═════ Available data ═════
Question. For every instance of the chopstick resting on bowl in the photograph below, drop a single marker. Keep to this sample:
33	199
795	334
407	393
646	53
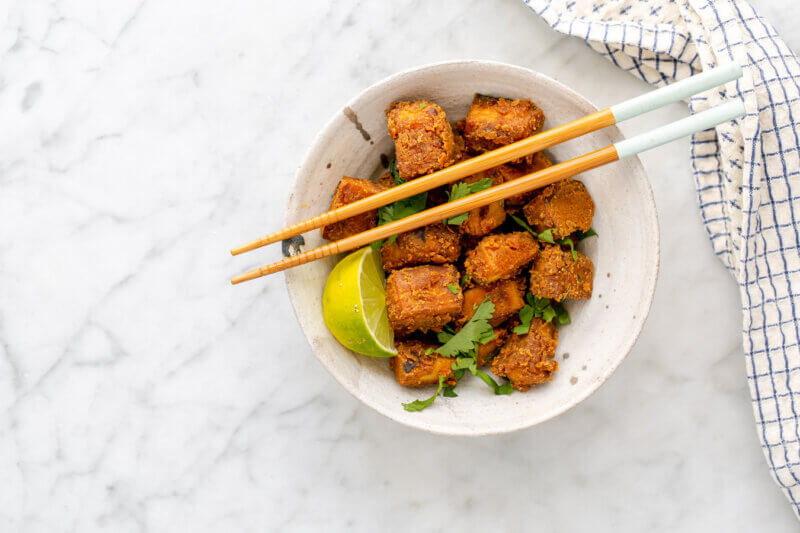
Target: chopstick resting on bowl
600	119
614	152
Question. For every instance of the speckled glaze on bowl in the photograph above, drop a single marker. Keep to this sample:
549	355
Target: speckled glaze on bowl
625	255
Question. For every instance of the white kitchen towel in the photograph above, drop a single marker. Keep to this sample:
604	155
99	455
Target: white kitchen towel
747	174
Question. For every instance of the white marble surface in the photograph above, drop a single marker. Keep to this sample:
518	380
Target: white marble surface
140	139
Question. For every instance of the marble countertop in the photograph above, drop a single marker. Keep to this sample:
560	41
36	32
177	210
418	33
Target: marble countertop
139	391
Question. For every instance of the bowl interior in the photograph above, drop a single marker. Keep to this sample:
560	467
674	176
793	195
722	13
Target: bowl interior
603	329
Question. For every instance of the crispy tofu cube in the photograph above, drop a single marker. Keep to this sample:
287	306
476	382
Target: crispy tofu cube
487	351
508	297
423	297
495	122
557	275
538	161
412	368
527	360
500	256
436	243
423	138
484	219
348	191
564	206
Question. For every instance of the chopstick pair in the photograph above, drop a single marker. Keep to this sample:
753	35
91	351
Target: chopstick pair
595	121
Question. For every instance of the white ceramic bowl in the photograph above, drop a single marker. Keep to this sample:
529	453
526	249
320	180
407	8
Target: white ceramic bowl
625	254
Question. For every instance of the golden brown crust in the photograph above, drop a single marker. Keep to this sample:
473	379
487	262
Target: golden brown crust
423	138
564	206
495	122
500	256
508	297
436	243
527	360
412	368
348	191
420	298
556	275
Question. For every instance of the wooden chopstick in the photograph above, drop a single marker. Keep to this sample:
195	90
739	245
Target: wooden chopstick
546	139
626	148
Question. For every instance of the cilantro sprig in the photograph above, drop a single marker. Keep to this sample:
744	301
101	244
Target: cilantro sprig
401	208
462	190
542	308
419	405
547	236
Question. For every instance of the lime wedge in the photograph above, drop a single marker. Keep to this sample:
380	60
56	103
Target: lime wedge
354	305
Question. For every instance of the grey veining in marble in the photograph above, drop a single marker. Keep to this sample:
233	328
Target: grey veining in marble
140	140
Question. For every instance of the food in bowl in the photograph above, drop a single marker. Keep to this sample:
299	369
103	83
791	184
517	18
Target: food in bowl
484	288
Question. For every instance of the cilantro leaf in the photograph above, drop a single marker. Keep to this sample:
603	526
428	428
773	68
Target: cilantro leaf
462	190
476	330
486	378
393	171
419	405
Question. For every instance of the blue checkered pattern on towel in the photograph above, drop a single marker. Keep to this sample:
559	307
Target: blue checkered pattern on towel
747	174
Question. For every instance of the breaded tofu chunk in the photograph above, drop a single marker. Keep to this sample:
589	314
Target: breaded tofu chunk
436	243
348	191
423	297
564	206
487	351
557	275
538	162
484	219
500	256
508	297
412	368
423	138
527	360
495	122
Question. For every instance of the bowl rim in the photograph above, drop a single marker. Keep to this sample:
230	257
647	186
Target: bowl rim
652	229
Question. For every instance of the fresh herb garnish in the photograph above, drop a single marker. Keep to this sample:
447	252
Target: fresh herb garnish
547	236
476	331
542	308
462	190
419	405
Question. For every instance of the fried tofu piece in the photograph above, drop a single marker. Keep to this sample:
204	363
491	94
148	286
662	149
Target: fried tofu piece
385	181
557	275
564	206
436	243
500	256
489	217
495	122
487	351
423	138
348	191
538	161
508	297
423	297
527	360
412	368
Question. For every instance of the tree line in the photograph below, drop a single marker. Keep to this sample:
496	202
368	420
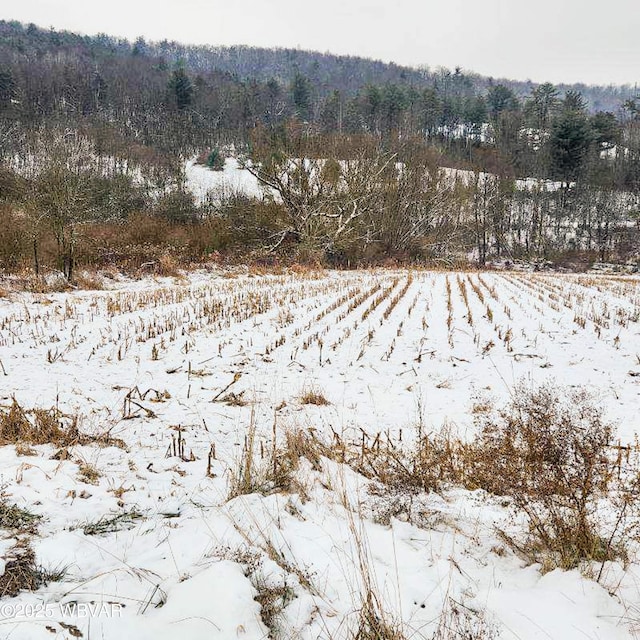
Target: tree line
410	164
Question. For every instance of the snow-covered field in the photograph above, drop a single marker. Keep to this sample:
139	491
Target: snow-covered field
182	371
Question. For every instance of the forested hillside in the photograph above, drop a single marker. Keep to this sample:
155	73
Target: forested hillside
363	161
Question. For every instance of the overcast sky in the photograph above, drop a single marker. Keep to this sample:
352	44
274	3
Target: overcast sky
591	41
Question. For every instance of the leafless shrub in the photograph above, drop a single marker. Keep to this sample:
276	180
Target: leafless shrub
21	573
551	452
459	622
312	396
44	426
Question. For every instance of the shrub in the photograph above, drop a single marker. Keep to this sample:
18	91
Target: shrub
550	452
215	160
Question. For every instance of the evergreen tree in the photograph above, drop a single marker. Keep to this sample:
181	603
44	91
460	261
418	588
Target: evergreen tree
570	140
301	95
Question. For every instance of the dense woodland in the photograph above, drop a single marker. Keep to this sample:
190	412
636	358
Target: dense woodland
362	162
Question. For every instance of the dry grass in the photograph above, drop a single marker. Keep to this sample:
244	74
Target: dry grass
550	452
313	396
459	622
21	573
111	524
268	468
24	427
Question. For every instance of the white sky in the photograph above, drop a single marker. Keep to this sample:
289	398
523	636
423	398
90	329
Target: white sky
590	41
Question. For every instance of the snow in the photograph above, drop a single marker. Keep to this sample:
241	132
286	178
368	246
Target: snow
205	183
191	565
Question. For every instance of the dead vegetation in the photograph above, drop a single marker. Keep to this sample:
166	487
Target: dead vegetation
315	397
20	426
550	451
268	467
111	524
22	573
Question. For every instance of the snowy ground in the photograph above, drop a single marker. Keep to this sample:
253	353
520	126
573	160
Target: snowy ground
392	353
═════
The request.
With both ends included, please retype exactly the lines from the line containing "Question. For every instance of the leafless" to the final line of the data.

Task response.
Question. For every instance of the leafless shrub in the photograph above, drop a single marker. Keep to this sample:
276	180
Target: leafless shrub
21	573
551	452
459	622
312	396
44	426
Question. For every instance of the shrub in the photograph above, drop a single marker. Keep to this sample:
18	91
Target: shrub
550	452
215	160
Question. For every instance of the evergreen tree in the photograph above, drop a single marker. Keep to this sample:
181	603
44	91
460	261
418	588
Target: evergreen tree
570	140
301	95
Question. For every instance of the dense woodland in the photograph above, drop a single marker. Keep to this sample:
190	412
636	358
Target: dense woodland
362	162
Question. For every instance of the dry grass in the photograph above, drop a single marker. Keep to this sample:
244	74
Target: dry grass
550	452
313	396
459	622
21	573
111	524
268	468
24	427
Question. For every instance of the white sky in the photograph above, drop a single marker. Keep to this sample:
289	398
523	636
423	398
90	329
Target: white sky
590	41
Question. For every instance of the snow in the photograph above, drop a single marker. Keep to this sample:
241	132
286	178
368	246
Target: snow
205	183
191	565
Question. For every instance of the dead vegetation in the photograph above, drop a single marker. Keep to this sample:
166	487
Target: dead vegetation
315	397
20	426
550	451
268	467
111	524
22	573
Question. For every instance of the snowy ground in the photograph above, drop a single marker. Keep to this sample:
253	353
520	126
573	160
Target: snowy ground
392	353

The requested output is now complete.